DO THIS:
Transcribe the part of the SIOC Linked Data checklist starting with "URIs, information resources" and going on through "grey area; usergroup?".
## Start SOURCE EXTRACT
SIOC/LinkedDataChecklist

From W3C Wiki

For examples on how to implement the guidlines presented in this page for SIOC concepts see URIs for SIOC

Slicing SIOC data into individual RDF documents

  • Having one RDF document equivalent to each HTML document might be a good idea
    • Pro: simplifies autodiscovery linkage and content negotiation
    • Con: harder to implement because page structure is different for each blog/forum engine
  • Offer different ways to navigate the content, e.g. recent posts, monthly archive, posts by user, posts by topic
    • There will be redundancy in the data; that's not a problem
  • If there is a triple "<aaa> sioc:foo <bbbb>", then that triple should be in the document about <aaa> and in the document about <bbb> (backlinks)
  • For Linked Data, links usually are sioc:something (domain links); but rdfs:seeAlso is also fine where no adequate domain property exists (e.g. see paging)

URIs, information resources vs. things

  • It's important to distinguish information resources and other things
    • Posts are obviously information resources (documents);
    • People are obviously not
    • Some other things are in a grey area; usergroup?
    • Test: Do I want to say something about the thing that would not apply to the document about the thing? Thomas is 31 years old, but the page about him is not 31 years old, so they are different. But a blog post is usually exactly as old as the page that shows the blog post (unless perhaps when we also want to model versions, drafts etc)
  • Recipe to generate URIs for information resources:
    • If we do content negotiation: use same as web page URI
    • If we don't do content negotiation: have a new URI, e.g. http://blog.example.com/sioc/{webpageuri}, where {webpageuri} is the path part of the web page's URI
    • Call this information resource the “SIOC profile for XYZ”
    • Serve RDF description of XYZ
  • Recipe to generate URIs for other resources:
    • Take the URI of the RDF document that describes the resource, and append #something, e.g. #user, #site, #forum (or just #thing, #it, #id)
    • In the case of content negotiation, be careful that the #something can't clash with an anchor on the HTML page

Fun with content negotiation

Content negotiation is actually quite complicated and requires a lot of work to do it right. It's very easy to get it wrong!
## End SOURCE EXTRACT
## Start DATA BLOCK
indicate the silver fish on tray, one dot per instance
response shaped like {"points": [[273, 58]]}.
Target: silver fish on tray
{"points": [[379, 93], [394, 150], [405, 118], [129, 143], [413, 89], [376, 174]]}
## End DATA BLOCK
TASK SOLUTION:
URIs, information resources vs. things

  • It's important to distinguish information resources and other things
    • Posts are obviously information resources (documents);
    • People are obviously not
    • Some other things are in a grey area; usergroup?